Excerpts from a dataset:

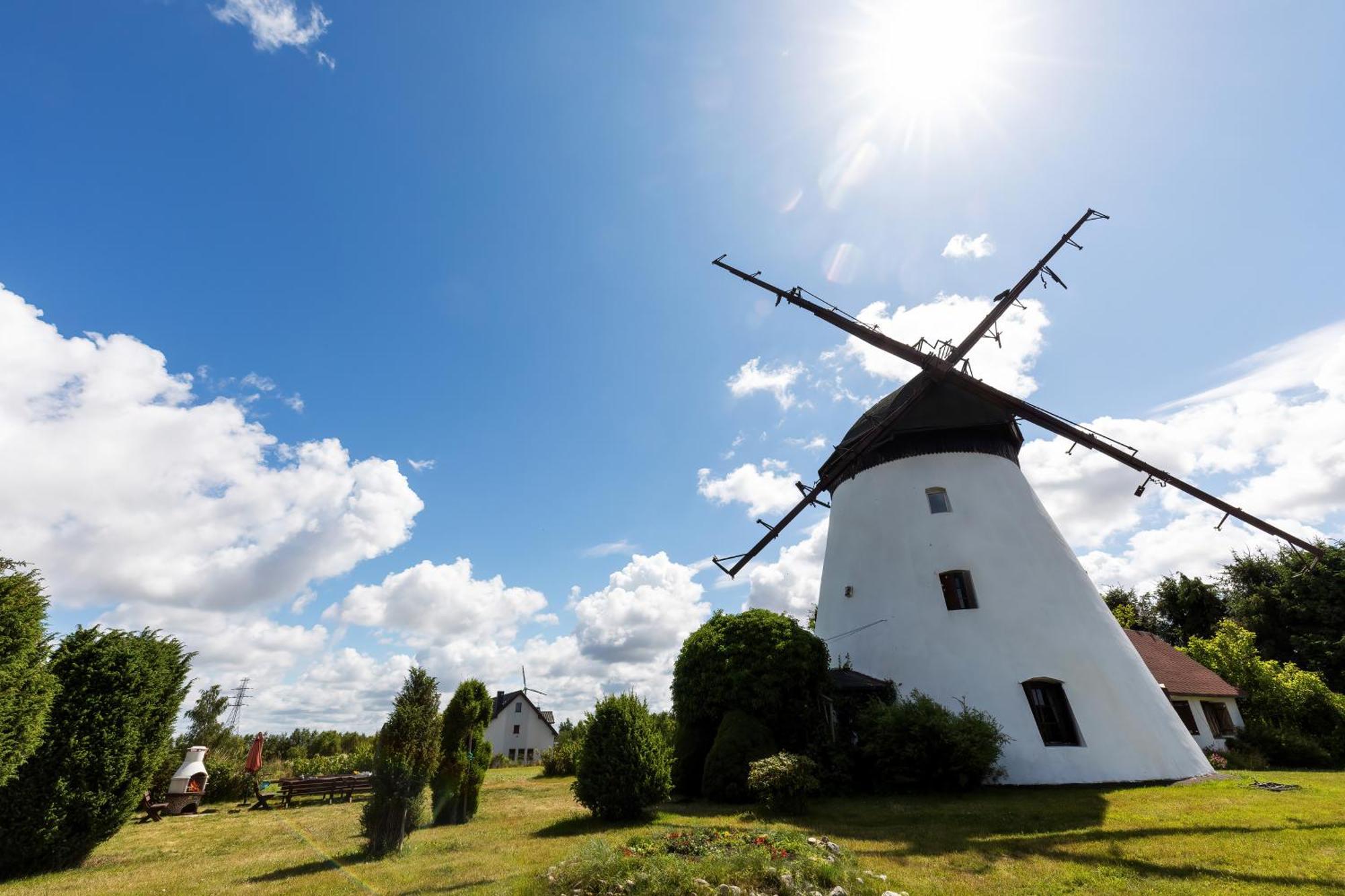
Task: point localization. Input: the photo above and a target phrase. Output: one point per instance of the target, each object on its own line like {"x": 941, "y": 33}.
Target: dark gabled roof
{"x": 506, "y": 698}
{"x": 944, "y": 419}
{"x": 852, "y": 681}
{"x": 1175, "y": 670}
...
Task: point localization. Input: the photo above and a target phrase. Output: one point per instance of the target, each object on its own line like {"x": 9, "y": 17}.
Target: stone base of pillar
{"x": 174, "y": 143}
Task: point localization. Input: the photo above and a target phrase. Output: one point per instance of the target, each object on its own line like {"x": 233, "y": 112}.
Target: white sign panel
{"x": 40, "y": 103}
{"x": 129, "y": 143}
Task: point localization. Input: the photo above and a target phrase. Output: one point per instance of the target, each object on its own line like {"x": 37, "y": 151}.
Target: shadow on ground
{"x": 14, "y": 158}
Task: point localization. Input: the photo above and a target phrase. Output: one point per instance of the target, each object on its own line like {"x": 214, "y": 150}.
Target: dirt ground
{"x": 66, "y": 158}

> **ACTIVITY**
Report, for the data above, every line in which the string "localization" appears.

> **THE ANSWER**
Task: point localization. Input: the photo above and a target phrase. Output: one point per instance of the target, each object on its own line like {"x": 941, "y": 33}.
Task: point localization. Input: the photo above and a target phrase. Output: one point per instance of the target, each object on its own line like {"x": 9, "y": 17}.
Task: point localization. Input: the photo above and a target phrase. Output: one point per instance of the target, each object on its own line like {"x": 233, "y": 112}.
Task: point localization. Input: the photo above and a target phrase. Output: one point per instance of the target, each object on its own line like {"x": 37, "y": 151}.
Task: point localization. Input: the photo above and a target phrase. Output: one point per instance of the target, each object on its own line like {"x": 214, "y": 150}.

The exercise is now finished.